→ Records shown
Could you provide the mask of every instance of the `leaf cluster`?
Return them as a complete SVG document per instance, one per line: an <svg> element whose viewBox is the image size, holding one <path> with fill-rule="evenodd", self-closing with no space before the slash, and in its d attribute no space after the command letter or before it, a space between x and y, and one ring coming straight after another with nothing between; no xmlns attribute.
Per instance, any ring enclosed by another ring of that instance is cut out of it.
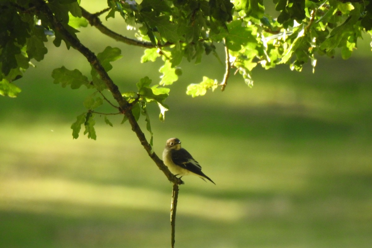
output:
<svg viewBox="0 0 372 248"><path fill-rule="evenodd" d="M104 115L105 122L112 125L107 115L124 114L124 122L128 111L136 121L144 116L152 137L146 107L157 104L160 119L164 120L169 109L165 102L170 86L182 76L180 65L184 59L198 64L212 54L222 63L216 50L219 46L225 48L224 78L218 80L202 75L201 81L187 87L186 93L195 97L219 87L224 89L230 71L241 74L251 86L252 71L257 65L269 69L284 64L301 71L310 62L314 70L317 56L332 57L338 51L347 59L363 32L372 34L372 1L367 0L273 0L271 3L263 0L143 0L140 3L108 0L107 4L107 9L91 14L77 0L0 1L0 94L17 96L20 89L14 81L33 65L33 60L44 59L48 52L44 44L51 38L56 46L63 41L68 49L72 46L84 53L79 48L84 45L78 44L77 33L89 22L116 40L143 47L141 62L161 60L161 76L160 81L153 83L144 75L137 83L136 92L124 90L119 96L122 98L114 96L119 101L116 106L105 94L117 90L112 82L108 83L110 79L106 73L112 68L112 62L122 57L118 48L108 46L97 54L96 60L87 57L92 66L89 75L64 66L54 70L55 83L72 89L84 86L93 91L84 101L86 112L71 127L74 137L77 138L84 124L85 134L95 138L95 114ZM276 16L266 13L265 6L270 4L277 12ZM109 21L122 18L127 28L137 30L135 36L125 37L109 29L100 20L102 15ZM77 43L72 44L71 41ZM96 66L99 62L104 73ZM97 112L105 103L117 112Z"/></svg>

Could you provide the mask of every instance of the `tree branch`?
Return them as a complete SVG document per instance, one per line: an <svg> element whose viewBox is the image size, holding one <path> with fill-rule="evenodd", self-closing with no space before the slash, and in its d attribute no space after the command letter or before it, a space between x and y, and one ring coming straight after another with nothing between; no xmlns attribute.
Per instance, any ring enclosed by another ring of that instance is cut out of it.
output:
<svg viewBox="0 0 372 248"><path fill-rule="evenodd" d="M112 38L117 41L122 42L128 45L142 46L147 48L156 47L156 46L153 45L151 42L131 39L114 32L102 24L102 22L98 17L98 15L92 14L87 11L84 8L81 7L80 7L81 9L81 15L83 16L88 20L91 26L95 27L103 34ZM100 13L100 12L99 12L99 13Z"/></svg>
<svg viewBox="0 0 372 248"><path fill-rule="evenodd" d="M132 105L123 97L117 86L114 83L94 53L72 35L62 24L56 19L53 12L45 1L43 0L36 0L35 3L38 14L43 16L43 18L41 19L44 20L46 18L50 23L50 27L55 31L59 32L65 40L70 43L73 47L78 51L87 58L88 62L97 71L100 76L101 79L105 82L114 98L119 104L121 112L128 118L132 126L132 130L135 133L142 146L158 167L163 172L168 180L174 184L183 184L183 182L182 180L176 177L169 171L163 161L153 151L151 146L146 139L145 134L142 132L131 111Z"/></svg>
<svg viewBox="0 0 372 248"><path fill-rule="evenodd" d="M222 91L225 90L225 88L227 84L227 80L230 76L230 69L231 68L231 65L230 63L230 54L229 53L229 48L226 45L226 39L224 39L225 40L225 54L226 57L226 67L225 75L224 75L224 80L222 80L222 83L221 83L221 85L222 86L222 87L221 87L221 90Z"/></svg>
<svg viewBox="0 0 372 248"><path fill-rule="evenodd" d="M177 201L178 199L178 184L173 184L172 191L172 203L170 205L170 226L172 228L171 232L171 247L174 248L174 235L176 233L176 212L177 209Z"/></svg>

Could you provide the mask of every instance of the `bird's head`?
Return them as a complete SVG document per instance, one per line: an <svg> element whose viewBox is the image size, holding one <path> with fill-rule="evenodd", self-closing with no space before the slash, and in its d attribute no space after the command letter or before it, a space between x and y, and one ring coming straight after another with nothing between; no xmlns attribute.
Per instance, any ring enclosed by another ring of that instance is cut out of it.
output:
<svg viewBox="0 0 372 248"><path fill-rule="evenodd" d="M171 138L167 141L166 147L169 149L179 150L181 149L181 141L177 138Z"/></svg>

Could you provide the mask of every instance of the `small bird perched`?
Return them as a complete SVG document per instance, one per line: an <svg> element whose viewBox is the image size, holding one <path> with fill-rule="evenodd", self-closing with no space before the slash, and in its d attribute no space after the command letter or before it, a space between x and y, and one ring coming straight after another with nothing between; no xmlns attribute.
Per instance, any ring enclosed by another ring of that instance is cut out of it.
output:
<svg viewBox="0 0 372 248"><path fill-rule="evenodd" d="M181 176L180 178L187 175L193 175L204 181L205 178L208 179L216 184L202 172L202 167L189 152L181 148L181 141L177 138L171 138L167 141L163 151L163 160L170 172L174 175Z"/></svg>

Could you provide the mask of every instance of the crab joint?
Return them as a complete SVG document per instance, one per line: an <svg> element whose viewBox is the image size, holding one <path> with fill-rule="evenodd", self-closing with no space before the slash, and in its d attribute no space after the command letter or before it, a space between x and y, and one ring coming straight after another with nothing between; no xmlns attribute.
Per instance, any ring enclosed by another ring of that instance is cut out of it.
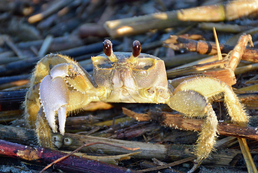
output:
<svg viewBox="0 0 258 173"><path fill-rule="evenodd" d="M113 53L112 43L109 40L105 40L103 42L103 51L111 62L115 62L118 61L117 58Z"/></svg>

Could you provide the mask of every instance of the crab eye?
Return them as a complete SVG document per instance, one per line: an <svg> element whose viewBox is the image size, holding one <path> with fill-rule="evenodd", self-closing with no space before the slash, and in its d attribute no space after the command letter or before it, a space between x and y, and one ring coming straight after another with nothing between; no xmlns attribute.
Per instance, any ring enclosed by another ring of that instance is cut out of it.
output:
<svg viewBox="0 0 258 173"><path fill-rule="evenodd" d="M111 55L112 50L112 44L109 40L105 40L103 42L103 50L105 55L108 57Z"/></svg>
<svg viewBox="0 0 258 173"><path fill-rule="evenodd" d="M141 53L141 44L138 40L136 40L133 43L132 48L133 55L134 57L137 57Z"/></svg>

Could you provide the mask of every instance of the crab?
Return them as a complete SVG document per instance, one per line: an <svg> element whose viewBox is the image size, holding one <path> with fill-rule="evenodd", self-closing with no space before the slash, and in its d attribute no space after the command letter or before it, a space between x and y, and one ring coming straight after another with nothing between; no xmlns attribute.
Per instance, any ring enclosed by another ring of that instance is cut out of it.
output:
<svg viewBox="0 0 258 173"><path fill-rule="evenodd" d="M108 40L104 54L91 57L93 79L69 57L50 54L38 62L25 101L25 117L36 129L38 143L54 147L52 131L63 135L69 112L91 102L167 104L189 118L205 120L196 146L197 158L190 172L198 166L214 149L218 121L209 100L224 93L232 122L246 125L248 116L231 88L216 79L189 76L168 81L164 61L141 53L138 41L132 53L114 52Z"/></svg>

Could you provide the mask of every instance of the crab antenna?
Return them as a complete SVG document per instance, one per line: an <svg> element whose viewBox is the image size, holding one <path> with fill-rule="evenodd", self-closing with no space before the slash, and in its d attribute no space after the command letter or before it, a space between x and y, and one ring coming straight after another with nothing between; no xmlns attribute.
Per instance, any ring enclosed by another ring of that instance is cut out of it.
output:
<svg viewBox="0 0 258 173"><path fill-rule="evenodd" d="M118 59L113 53L112 43L109 40L105 40L103 42L103 50L108 59L112 62L117 61Z"/></svg>
<svg viewBox="0 0 258 173"><path fill-rule="evenodd" d="M130 57L129 61L132 62L137 61L137 58L141 53L141 43L138 40L136 40L133 43L132 46L132 55Z"/></svg>

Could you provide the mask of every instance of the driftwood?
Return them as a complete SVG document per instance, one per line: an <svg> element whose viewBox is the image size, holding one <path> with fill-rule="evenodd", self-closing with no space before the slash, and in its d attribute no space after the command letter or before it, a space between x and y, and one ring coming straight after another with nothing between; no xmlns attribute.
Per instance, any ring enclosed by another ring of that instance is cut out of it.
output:
<svg viewBox="0 0 258 173"><path fill-rule="evenodd" d="M32 147L1 140L0 140L0 147L1 155L45 164L50 164L66 155L66 153L49 149ZM124 172L129 170L125 168L74 155L56 163L54 167L63 171L76 172ZM134 170L130 170L130 172L136 172Z"/></svg>
<svg viewBox="0 0 258 173"><path fill-rule="evenodd" d="M203 40L196 41L187 39L176 36L171 36L170 38L164 42L164 46L175 50L185 49L189 51L196 52L200 54L211 55L218 54L217 47L214 42ZM234 46L220 44L222 53L228 53L234 48ZM253 62L258 62L258 50L254 48L247 48L244 51L241 59Z"/></svg>
<svg viewBox="0 0 258 173"><path fill-rule="evenodd" d="M157 121L162 125L179 129L200 131L202 130L202 125L204 122L202 120L187 119L181 115L168 112L151 111L147 114L140 114L125 108L123 110L126 115L139 121L152 120ZM258 129L253 127L219 122L218 130L220 135L258 140Z"/></svg>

→ Required task
Count the lines in the records above that contain the string "bird" and reply with only that number.

→ Answer to the problem
2